• Excerpted passage:

= = =

LinuxQuestions.org
Share your knowledge at the LQ Wiki.
Home Forums Tutorials Articles Register
Go Back   LinuxQuestions.org > Forums > Linux Forums > Linux - Software
User Name
Password
Linux - Software This forum is for Software issues.
Having a problem installing a new program? Want to know which application is best for the job? Post your question in this forum.

Notices


Reply
  Search this Thread
Old 01-25-2009, 07:05 AM   #1
li-nux-user
LQ Newbie
 
Registered: Jan 2009
Posts: 5

Rep: Reputation: 0
Unhappy tail + wget = problem


Hello,

I have a problem using "wget", that reads URLs from a file.
In the following command:

Code:
tail -f urls.txt | wget -i -
wget seems not working at all !!

The reason I'm using "tail -f" is that I would like to have only ONE wget process,
that reads URLs from stdin line-by-line as the "urls.txt" file grows.

I know, I could use something like:
Code:
tail -f urls.txt | while read URL; do wget "$URL"; done
however this will create new wget process for each URL, which is I want to avoid.

Using "cat urls.txt" or "tail urls.txt" works OK, however a problem is when I use "tail -f" (also "tail -F").
I tried also using a named pipe instead of file - no success.

Is that possible that - before downloading - wget reads all URLs until EOF ?
And as this does not occur in "tail -f", wget waits in infinite loop for EOF and - as a result - seems like not working ?

Is there a workaround for such a problem ?

= = =

[Named-object pointing data]

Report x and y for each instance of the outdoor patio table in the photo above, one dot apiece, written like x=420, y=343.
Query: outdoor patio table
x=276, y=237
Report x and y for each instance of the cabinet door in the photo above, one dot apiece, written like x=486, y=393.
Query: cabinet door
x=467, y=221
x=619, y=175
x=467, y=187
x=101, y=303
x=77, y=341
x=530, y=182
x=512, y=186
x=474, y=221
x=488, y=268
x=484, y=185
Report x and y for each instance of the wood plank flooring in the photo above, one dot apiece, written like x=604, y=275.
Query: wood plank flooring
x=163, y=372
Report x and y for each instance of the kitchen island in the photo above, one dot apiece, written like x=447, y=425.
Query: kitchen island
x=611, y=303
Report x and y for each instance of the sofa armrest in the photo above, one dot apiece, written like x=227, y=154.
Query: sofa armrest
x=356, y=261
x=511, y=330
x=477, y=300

= = =

• Prompt 1:
In the tail + wget thread, why does the poster reject the `while read URL` loop as a solution?
• Prompt 2:
Return the part of the tail + wget thread that begins at the words "I have a problem" and ends after "want to avoid.".

• Result 1:
The loop would start a new wget process for each URL. The poster wants only one wget process that reads URLs from stdin line by line as "urls.txt" grows.

• Result 2:
I have a problem using "wget", that reads URLs from a file.
In the following command:

Code:
tail -f urls.txt | wget -i -
wget seems not working at all !!

The reason I'm using "tail -f" is that I would like to have only ONE wget process,
that reads URLs from stdin line-by-line as the "urls.txt" file grows.

I know, I could use something like:
Code:
tail -f urls.txt | while read URL; do wget "$URL"; done
however this will create new wget process for each URL, which is I want to avoid.